*TASK TO COMPLETE:* Filter the lines below down to those containing the string "window", matching case exactly, and copy each one out.

*EXTRACTED MATERIAL:*
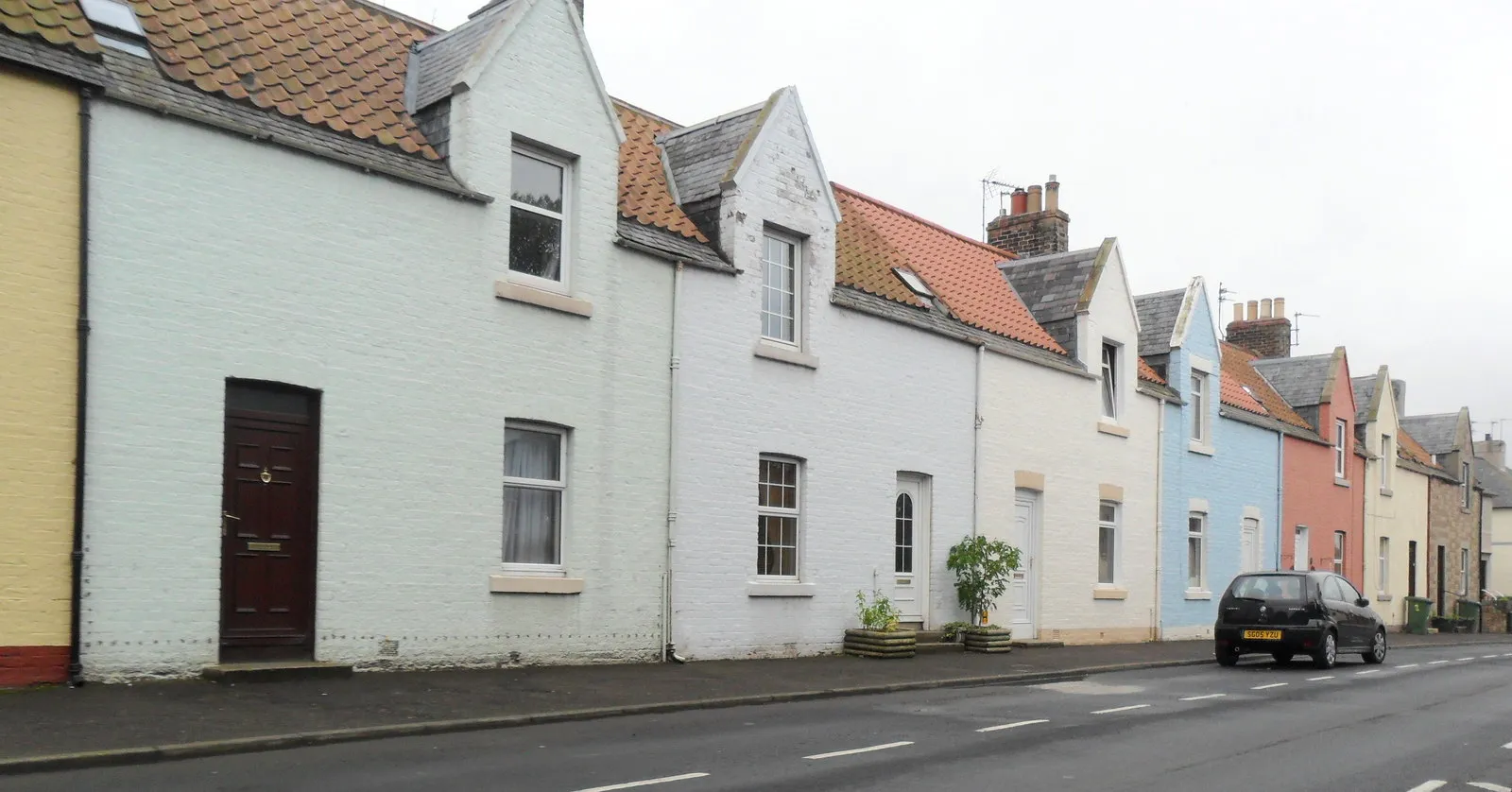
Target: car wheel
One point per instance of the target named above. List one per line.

==

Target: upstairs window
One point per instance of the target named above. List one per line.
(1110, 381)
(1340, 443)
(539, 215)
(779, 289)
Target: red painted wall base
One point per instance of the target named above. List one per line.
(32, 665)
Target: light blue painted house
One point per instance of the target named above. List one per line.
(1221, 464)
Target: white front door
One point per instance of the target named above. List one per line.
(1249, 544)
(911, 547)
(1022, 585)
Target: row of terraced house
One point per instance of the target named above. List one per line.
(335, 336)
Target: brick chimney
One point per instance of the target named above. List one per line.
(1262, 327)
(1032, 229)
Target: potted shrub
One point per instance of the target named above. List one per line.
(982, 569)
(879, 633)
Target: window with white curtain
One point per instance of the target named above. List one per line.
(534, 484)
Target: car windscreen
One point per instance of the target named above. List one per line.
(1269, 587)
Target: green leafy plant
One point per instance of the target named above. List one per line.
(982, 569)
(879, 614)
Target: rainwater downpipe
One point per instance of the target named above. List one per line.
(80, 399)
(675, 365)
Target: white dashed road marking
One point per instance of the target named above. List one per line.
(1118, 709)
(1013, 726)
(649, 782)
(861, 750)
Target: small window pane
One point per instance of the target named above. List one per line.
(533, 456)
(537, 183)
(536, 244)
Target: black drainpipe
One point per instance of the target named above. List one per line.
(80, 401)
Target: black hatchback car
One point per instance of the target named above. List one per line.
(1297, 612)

--

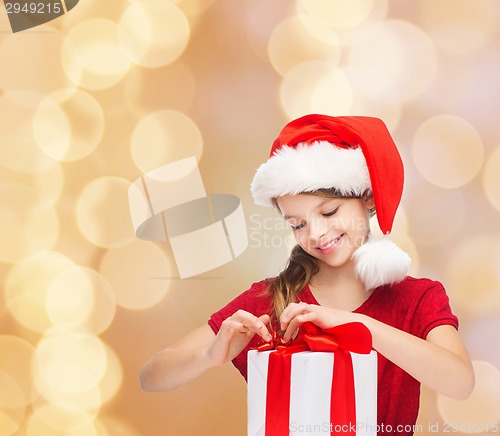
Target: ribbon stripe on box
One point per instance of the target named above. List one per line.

*SOLUTION FOR THIS PROBLEM:*
Target: upstairs window
Target: window with white curtain
Target: small window pane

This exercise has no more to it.